Start SOURCE

How to iterate using Data API without having to reload dataset

tcwalther · January 13, 2020, 1:02pm

I’m trying to understand how to best work with fast.ai’s data API. In my understanding, the purpose of subclassing ItemBase is so that one can, for example, implement a plotting method for said item in that subclass. Similarly, subclassing ItemList allows implementing show_xys() and show_xyzs(). That’s very handy when using functions such as data.show_batch().

Unfortunately, that also means that I always have to recreate my dataset when I iterate on these methods. It would be much more convenient to have my data in one place, and my plotting functions in a separate class. Then I could substitute my plotting functions without having to reload my data.

I vaguely remember that Jemery said that fast.ai v2 would make use a lot more of delegation. I guess this would be one such case, where I could simply substitute the delegate of a plotting function, for example.

Is my understanding of the limitation of the v1 API correct, or does it sound like I’m using it wrongly? If I have correctly described a limitation of the v1 data API, is this indeed something that you are trying to address in v2?

End SOURCE
Start DATA LINES

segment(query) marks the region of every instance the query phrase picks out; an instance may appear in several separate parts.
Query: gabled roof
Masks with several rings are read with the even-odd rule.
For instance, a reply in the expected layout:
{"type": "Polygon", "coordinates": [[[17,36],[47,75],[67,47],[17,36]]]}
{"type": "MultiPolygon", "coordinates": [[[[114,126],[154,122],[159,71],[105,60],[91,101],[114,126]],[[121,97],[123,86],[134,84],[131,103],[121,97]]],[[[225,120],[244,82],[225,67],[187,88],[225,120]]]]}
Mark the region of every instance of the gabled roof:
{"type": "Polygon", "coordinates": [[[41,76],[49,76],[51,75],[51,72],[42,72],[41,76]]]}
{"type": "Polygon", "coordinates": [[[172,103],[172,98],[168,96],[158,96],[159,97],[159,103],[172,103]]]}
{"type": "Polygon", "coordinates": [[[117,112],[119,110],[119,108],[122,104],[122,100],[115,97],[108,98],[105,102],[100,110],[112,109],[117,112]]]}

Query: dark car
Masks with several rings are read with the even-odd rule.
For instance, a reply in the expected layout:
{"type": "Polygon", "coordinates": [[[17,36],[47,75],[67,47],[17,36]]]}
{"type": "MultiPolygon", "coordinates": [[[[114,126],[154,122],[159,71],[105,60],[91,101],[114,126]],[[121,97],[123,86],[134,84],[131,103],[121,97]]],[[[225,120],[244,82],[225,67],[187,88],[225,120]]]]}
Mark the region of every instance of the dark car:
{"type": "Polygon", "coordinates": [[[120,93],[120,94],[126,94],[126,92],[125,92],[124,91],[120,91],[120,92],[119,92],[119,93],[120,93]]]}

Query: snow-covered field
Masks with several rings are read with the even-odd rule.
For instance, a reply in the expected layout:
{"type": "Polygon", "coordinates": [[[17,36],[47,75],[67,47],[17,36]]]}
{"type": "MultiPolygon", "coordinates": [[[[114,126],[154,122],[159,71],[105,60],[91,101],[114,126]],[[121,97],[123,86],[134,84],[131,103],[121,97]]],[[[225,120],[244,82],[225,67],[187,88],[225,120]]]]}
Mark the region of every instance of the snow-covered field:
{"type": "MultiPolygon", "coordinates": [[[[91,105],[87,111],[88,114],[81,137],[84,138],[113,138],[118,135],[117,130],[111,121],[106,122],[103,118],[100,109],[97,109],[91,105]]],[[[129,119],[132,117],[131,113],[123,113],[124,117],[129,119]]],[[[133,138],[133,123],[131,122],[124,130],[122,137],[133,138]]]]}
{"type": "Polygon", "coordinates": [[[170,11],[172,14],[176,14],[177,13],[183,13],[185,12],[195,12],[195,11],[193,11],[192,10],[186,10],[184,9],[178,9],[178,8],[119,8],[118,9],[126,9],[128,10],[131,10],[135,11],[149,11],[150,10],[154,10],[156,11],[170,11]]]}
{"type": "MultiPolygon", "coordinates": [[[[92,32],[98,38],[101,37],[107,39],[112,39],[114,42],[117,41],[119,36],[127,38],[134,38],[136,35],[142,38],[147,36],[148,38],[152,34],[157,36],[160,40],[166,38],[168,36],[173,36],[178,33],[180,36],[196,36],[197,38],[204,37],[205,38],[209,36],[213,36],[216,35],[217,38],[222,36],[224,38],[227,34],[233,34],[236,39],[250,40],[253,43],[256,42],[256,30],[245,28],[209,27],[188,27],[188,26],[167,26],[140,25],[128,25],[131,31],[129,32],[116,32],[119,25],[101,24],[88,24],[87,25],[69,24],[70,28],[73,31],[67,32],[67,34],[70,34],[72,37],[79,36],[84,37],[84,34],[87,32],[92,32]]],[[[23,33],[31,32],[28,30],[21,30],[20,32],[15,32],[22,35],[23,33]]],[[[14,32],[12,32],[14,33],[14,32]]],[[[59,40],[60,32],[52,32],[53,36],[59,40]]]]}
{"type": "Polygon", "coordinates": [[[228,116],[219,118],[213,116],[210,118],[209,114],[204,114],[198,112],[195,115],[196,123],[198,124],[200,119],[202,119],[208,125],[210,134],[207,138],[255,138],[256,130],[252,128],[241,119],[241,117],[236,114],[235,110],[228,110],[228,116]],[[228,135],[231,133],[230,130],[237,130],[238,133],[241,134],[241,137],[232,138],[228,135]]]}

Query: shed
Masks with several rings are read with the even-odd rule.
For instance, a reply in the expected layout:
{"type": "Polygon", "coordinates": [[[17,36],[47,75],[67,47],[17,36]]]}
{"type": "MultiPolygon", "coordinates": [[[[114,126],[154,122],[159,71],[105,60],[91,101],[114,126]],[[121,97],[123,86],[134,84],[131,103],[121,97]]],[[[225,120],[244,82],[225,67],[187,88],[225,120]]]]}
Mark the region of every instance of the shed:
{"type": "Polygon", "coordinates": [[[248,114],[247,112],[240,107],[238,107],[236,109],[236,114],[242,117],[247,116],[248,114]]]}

End DATA LINES

• _BRIEF_
Resume the forum post about the fast.ai data API after its last sentence and write the next few paragraphs.

• _RESPONSE TO THIS EXERCISE_
Edit: I have worked around this limitation with the following coding style:

class MyItemBase(ItemBase):
    #...
    def plot(self, *args, **kwargs): return _plot(self.data, *args, **kwargs)
        
def _plot(data): 
    # ...
    plt.show()

That way, I can just reexecute the cell, which will redefine _plot, and it gets picked up by my existing MyItemBase instances. Same for show_xys etc… I do wonder though whether there is a more elegant way.

sgugger · January 13, 2020, 2:37pm

You are correct on all counts. With the dispatach system in v2, you end up implementing a version of show_batch or show_results for your new type, which doesn’t require you to recreate your dataset at each new iteration (if it returns batches of that new type).

tcwalther · January 14, 2020, 5:04pm

Thank you very much for clarifying.